### [Exercise objective]
In one to three sentences, please explain why the child safety guide below says to put a baby to sleep face up.

### [Page excerpt]
= = =

Some safety hazards apply to all children. But many problems are especially dangerous for children at a particular age or stage of development.
Keep the following precautions in mind for your children as they grow.
Never leave a child alone on a changing table, bed, or sofa. Children can fall as soon as they can roll over.
Use gates on stairways and install window guards on all windows above the first floor as soon as your baby can crawl.
Never leave small objects within your baby's reach.
Put your baby to sleep face up to prevent suffocation and reduce the risk of sudden infant death syndrome (SIDS).
Never carry hot liquids or food, or cook, while holding your child.
Keep pins and other sharp objects off the floor and out of your baby's reach.
Install safety plugs in wall sockets.
Remove easily overturned lamps and dangling electrical cords.
Place soft adhesive bumpers on the corners of sharp-edged furniture.
Place a gate across stairways to keep the baby from falling downstairs.
Keep medicines and poisons in a locked cabinet. Install child locks on cabinets.
Be sure baby furniture and toys are painted with lead-free paint. Buy age-appropriate toys that are too large to swallow.
Never leave your baby alone in the bath; keep one hand on the child at all times.
Secure doors that lead to stairways, driveways, and storage areas.
Never leave a child alone in a bathtub, wading pool, or other body of water.
Lock medicines away immediately after use.
Lock kerosene, pesticides, and toxic cleaning products in a safe place.
Buy age-appropriate toys that are too large to swallow.
Don't leave your child alone around burning fireplaces, heaters, or other hot appliances.
Provide constant supervision.
Store dangerous tools and gardening equipment in a locked shed or cabinet.
Keep matches and cigarette lighters locked up and out of sight.
Teach your child the right way to use simple kitchen tools and appliances.
Teach bicycle safety rules and traffic dangers.
Start swimming lessons. Never leave a child unsupervised around a pool or other body of water, even if the child has had swimming lessons.
Insist that your child wear a helmet when cycling or other appropriate times. Children should wear helmets and wrist and kneepads while skating and skateboarding.
Teach proper use of more complex kitchen appliances.
Be sure your child uses well-fitting, well-maintained sports equipment when practicing or playing a game.
Teach your child basic first-aid and what to do in an emergency.

= = =

(Referring expression pointing data)
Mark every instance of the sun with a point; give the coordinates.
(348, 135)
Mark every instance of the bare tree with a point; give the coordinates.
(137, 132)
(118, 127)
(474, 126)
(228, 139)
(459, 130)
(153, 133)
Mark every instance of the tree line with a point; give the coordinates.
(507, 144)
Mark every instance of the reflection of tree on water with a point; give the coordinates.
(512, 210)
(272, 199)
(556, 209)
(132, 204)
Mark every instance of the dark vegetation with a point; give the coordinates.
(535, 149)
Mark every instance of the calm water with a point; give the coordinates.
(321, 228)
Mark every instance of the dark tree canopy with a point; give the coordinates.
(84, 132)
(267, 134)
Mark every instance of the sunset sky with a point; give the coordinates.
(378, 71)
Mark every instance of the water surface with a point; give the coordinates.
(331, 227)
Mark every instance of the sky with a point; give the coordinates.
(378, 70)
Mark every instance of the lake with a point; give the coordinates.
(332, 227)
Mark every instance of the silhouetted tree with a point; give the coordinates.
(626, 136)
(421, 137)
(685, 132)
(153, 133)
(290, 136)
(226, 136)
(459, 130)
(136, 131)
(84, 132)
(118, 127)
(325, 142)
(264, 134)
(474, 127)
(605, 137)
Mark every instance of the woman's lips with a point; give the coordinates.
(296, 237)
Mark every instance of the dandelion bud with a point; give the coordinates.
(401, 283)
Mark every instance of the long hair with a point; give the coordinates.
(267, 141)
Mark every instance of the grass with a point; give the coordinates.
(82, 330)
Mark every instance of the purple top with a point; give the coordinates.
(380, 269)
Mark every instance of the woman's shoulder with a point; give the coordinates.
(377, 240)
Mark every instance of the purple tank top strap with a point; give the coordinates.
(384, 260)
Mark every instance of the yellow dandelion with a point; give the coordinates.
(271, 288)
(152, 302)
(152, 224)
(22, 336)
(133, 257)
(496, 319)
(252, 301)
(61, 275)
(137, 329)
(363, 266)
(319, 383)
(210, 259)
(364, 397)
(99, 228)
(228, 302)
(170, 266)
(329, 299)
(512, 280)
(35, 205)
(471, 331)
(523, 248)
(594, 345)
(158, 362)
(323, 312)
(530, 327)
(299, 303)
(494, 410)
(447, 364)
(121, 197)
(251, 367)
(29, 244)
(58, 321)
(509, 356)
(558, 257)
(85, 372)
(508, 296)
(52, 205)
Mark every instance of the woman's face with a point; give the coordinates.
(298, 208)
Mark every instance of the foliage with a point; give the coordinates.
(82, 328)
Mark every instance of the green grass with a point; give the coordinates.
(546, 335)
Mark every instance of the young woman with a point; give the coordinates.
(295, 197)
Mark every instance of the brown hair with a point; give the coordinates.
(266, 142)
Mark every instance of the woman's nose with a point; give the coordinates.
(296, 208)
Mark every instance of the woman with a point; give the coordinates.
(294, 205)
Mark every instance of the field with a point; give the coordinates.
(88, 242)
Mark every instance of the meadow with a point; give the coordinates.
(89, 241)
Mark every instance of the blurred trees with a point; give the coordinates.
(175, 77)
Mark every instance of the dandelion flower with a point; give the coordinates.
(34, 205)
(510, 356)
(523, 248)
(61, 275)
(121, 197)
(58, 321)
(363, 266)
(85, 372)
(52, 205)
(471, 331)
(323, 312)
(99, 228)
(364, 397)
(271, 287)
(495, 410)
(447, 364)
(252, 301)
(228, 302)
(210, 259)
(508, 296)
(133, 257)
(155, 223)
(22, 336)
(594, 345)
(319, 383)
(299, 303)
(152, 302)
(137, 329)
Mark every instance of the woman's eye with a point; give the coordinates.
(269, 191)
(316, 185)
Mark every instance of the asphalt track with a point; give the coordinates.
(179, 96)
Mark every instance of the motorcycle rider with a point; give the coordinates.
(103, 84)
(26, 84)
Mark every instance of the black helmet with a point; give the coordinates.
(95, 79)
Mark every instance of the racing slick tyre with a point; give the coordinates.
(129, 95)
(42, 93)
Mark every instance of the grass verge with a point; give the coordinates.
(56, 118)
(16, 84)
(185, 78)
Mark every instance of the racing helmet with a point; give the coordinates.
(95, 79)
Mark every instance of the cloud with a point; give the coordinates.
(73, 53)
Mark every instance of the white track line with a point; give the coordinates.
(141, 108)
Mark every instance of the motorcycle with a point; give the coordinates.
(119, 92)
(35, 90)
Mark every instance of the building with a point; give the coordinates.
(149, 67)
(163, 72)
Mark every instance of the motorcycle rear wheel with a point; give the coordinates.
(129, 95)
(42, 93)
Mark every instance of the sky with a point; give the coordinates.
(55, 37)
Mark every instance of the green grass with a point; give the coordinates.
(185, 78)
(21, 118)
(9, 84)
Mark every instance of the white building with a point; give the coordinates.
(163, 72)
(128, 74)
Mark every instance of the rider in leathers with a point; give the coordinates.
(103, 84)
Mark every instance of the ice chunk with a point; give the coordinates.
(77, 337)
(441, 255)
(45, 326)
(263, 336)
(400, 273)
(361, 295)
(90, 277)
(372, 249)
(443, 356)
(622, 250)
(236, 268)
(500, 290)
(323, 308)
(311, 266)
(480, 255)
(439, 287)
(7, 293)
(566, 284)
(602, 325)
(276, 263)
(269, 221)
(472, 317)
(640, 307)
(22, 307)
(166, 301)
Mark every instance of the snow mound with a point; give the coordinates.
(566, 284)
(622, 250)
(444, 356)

= = =

### [Output of the task]
Putting a baby to sleep face up prevents suffocation. It also reduces the risk of sudden infant death syndrome (SIDS).